--- Start SELECTED EXTRACT ---
This is a blog describing some thoughts about issues related to event processing and thoughts related to my current role. It is written by Opher Etzion and reflects the author's own opinions
Friday, September 14, 2007
In-Line vs. Observations
Anyway, last post I have discussed RTE vs. BAM, and succeeded to confuse some people, so it needs some clarification. First - as said before, event processing is a collection of functions, that derive, detect pattern, enrich, transform, and some other functions that take events as input, processes the events, and produces (possibly other) events as output.
The distinction is - where, relative to running transactions, the event processing is done. In-Line event processing means that the event processing is done inside a transaction, not observing the transaction from the outside. In this case, the event creation may be part of the transaction (e.g. an application emits event, but the result actions belong to the same transaction), or a starting-point for a transaction. To give a concrete example (repeating the same example from the previous post) - some application emits an event saying "cancel order" (this by itself may or may not be a result of event processing function), this should be atomic with the execution of the cancellation, if cancellation is not possible, then some compensation is needed in the producer application. Likewise, an event can start a transaction that spans all its descendants and actions, if an action in the consumer cannot execute, or there is some validation issue, the entire thread of the "event processing network" should abort/compensate, this is in contrast to "observation mode" -- observe if there is some anomaly, and if there is - notify somebody. In the In-Line case, the transaction can change its course due to event processing, in the observation case - the impact is indirect. Of course, in some cases we have combinations of all. There are two issues that should be discussed: what is the relationship between "observation" mode of event processing to what the market knows as BAM ? another question --- what is the semantic meaning of rollback or compensation when talking about events? more discussion on each of these issues - later. Happy New Year.
--- End SELECTED EXTRACT ---
--- Start INFORMATION SHOWN ---
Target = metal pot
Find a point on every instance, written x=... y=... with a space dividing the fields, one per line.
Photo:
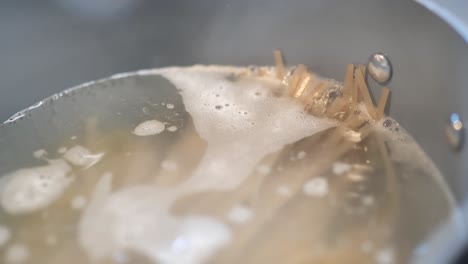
x=429 y=62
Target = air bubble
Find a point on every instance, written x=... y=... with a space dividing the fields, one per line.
x=387 y=123
x=316 y=187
--- End INFORMATION SHOWN ---
THE TASKS
1. In the blog post on in-line versus observation event processing, what is needed in the producer application if cancellation is not possible?
2. List the functions of event processing that the blog post on in-line versus observation event processing names explicitly.
3. Carry on the blog post on in-line versus observation event processing, picking up right after its final sentence.

IN RESPONSE
1. Some compensation is needed in the producer application.

2. derive, detect pattern, enrich, transform

3.
Thursday, September 13, 2007
Event processing and transactions - real, real time and real time enterprise
RTE applications, in the event processing context, are thus defined as those applications that impact running transaction directly. Other types of applications that use event processing in observation mode (e.g. BAM) are typically looking at running transaction from the outside, while RTE applications are indeed part of the transaction processing. More on BAM applications and other types - later.
Wednesday, September 12, 2007
Event processing - hard-coded ? specialized software ? generic software ?
so what is the new enunciation here ? it is true that we had done event processing for long time, sometimes in "exception" mode, but it has been done in a hard-coded way embedded in regular programming. I guess that still today if we'll take most of the implemented functionality that falls under the category of event processing, we'll find that they are hard-coded within applications. The new thing is the existence of generic software. When should we used generic software ? if all what is needed in event processing sums up in one or two functions - it is probably not cost-effective to purchase, install, learn and develop in a generic tool. It starts to be cost-effective if one of these conditions is satisfied:
- The "event processing" functions required in the application quantity is at least medium.
- The complexity of these functions is not trivial, there is a benefit of programming it in high-level language rather than lower-level language
- The event processing is not internal to a single application - thus there is a connectivity issue (e.g. pull events, using adapters to re-format the event, listen to events, publish events etc..) . Again - hard-coding all of this may not be cost-effective.
- Agility requirement - frequent changes. Again - easier when there are higher-level abstractions.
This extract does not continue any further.